**Quoted passage**
____________
This invention relates to a tubular handling device. More particularly, but not be way of limitation, this invention relates to a tubular slip device and method.
In the drilling for oil and gas, the tubular members utilized during drilling, completion and work over operations are required to be hung off at the drill floor. The device generally used is referred to as a rotary slip. The prior art devices include an apparatus capable of encircling the tubular member. The apparatus has on its inner face slip means for gripping onto the tubular member. The apparatus is placed into a slip bowl on the drill rig floor, as is very well understood by those of ordinary skill in the art. Conventional rotary slips are commercially available from Access Oil Tools, Inc. of New Iberia, La. under the name “DU” and “SDU” Style Rotary Slips.
____________
**Entries supplied**
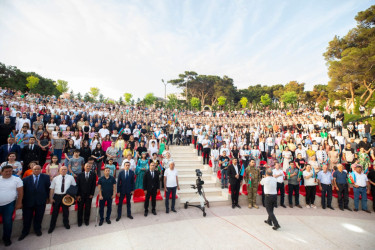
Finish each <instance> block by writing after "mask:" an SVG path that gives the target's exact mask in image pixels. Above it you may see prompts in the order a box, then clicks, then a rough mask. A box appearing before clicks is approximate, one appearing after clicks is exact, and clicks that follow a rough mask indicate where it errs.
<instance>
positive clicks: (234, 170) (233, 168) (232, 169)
mask: <svg viewBox="0 0 375 250" xmlns="http://www.w3.org/2000/svg"><path fill="white" fill-rule="evenodd" d="M237 168H238V174H239V175H240V173H241V166H240V165H239V164H238V165H237ZM227 174H228V178H229V183H234V182H235V181H241V180H242V176H241V175H240V178H239V179H237V178H236V177H235V176H236V174H237V172H236V169H235V168H234V166H233V164H231V165H229V167H228V172H227Z"/></svg>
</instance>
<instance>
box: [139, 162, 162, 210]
____________
**Parts of the exercise**
A. In the patent background, under what names does Access Oil Tools, Inc. sell its conventional rotary slips?
B. Using the patent background, explain how a conventional rotary slip holds a tubular member at the drill floor.

**Answers to the exercises**
A. They are sold as the "DU" and "SDU" Style Rotary Slips.

B. The rotary slip is an apparatus that encircles the tubular member and has slip means on its inner face that grip onto the tubular. The apparatus is then placed into a slip bowl on the drill rig floor, which lets the tubular be hung off there during drilling, completion and work over operations.